But this was not the real thrust of the programme - the finale of the show was an edited sequence in which Brown appeared to succeed in making an atheist lady have a religious experience, after speaking to her in a church setting for 15 minutes. Afterwards this was held up as evidence that people's perceived religious experiences (and thereby belief in God) is, in fact, all a trick of the mind.

A couple of things worth noting:


Derren is a highly skilled illusionist and hypnotist - we know this. He had fifteen minutes to "convert" the atheist lady. But it strikes me that it would have been well within his power to make her believe that she WAS god, let alone just IN God. As much as he wanted to present her experience as evidence that religious belief is a product of our own mind, this was much more a demonstration of how good he is at what he does.

Afterwards he explained to her the psychological techniques of association and suggestion he used - at least the ones we were shown. (Even so, before he let her in on his techniques, she didn't seem to have renounced her atheism, just seemed to describe herself as someone one who had undergone a strange experience).

IS RELIGIOUS EXPERIENCE A DELUSION?

#### Recorded data:
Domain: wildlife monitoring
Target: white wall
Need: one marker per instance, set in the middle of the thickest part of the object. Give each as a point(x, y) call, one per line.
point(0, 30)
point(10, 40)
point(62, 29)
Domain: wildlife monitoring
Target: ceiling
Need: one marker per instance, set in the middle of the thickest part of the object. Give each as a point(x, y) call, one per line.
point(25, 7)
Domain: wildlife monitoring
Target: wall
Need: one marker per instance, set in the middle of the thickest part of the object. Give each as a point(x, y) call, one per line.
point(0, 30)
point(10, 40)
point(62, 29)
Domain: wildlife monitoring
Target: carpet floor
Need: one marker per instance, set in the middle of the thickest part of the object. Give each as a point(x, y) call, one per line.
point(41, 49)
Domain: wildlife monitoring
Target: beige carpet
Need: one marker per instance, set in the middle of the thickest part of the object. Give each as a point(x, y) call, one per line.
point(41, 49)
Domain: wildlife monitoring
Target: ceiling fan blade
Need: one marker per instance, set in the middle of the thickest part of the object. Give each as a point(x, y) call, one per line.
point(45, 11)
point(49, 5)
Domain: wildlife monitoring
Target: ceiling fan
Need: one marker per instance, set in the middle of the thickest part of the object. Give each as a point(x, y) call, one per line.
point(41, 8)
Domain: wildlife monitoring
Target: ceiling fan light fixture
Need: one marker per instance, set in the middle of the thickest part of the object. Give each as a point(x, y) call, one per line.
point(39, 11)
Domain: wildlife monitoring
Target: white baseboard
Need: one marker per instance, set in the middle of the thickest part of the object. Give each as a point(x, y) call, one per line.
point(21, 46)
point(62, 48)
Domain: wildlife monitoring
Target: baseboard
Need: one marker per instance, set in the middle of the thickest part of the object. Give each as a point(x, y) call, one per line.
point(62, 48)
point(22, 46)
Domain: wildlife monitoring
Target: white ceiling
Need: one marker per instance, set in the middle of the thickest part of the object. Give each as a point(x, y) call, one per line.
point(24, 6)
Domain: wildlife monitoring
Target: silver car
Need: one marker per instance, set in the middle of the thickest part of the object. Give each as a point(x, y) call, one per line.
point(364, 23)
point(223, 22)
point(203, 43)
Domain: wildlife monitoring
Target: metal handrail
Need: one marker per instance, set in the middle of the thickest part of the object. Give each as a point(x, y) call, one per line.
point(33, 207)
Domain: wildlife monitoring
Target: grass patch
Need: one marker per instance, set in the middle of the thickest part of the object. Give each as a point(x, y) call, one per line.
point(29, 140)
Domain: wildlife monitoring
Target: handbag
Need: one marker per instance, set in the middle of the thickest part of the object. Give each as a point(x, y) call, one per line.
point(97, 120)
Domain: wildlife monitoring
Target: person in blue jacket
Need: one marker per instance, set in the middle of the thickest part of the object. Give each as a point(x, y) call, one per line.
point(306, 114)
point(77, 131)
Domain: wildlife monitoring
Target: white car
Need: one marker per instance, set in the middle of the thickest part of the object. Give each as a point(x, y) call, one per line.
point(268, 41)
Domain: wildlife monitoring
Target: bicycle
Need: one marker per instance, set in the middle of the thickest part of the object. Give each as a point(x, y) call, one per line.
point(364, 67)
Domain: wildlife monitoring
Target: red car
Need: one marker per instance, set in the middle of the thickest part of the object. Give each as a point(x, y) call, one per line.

#### Jobs:
**1)** In the text about Derren Brown's programme, how long did Brown speak to the atheist lady in the church setting?
**2)** List every word of two or more letters that is written entirely in capital letters in the text about Derren Brown's programme.
**3)** Rewrite the passage of the text about Derren Brown's programme starting at "A couple of" and ending at "what he does.", switching "atheist lady" to "skeptical woman".

#### Answers for this exercise:
**1)** 15 minutes

**2)** WAS, IN, IS, RELIGIOUS, EXPERIENCE, DELUSION

**3)**
A couple of things worth noting:


Derren is a highly skilled illusionist and hypnotist - we know this. He had fifteen minutes to "convert" the skeptical woman. But it strikes me that it would have been well within his power to make her believe that she WAS god, let alone just IN God. As much as he wanted to present her experience as evidence that religious belief is a product of our own mind, this was much more a demonstration of how good he is at what he does.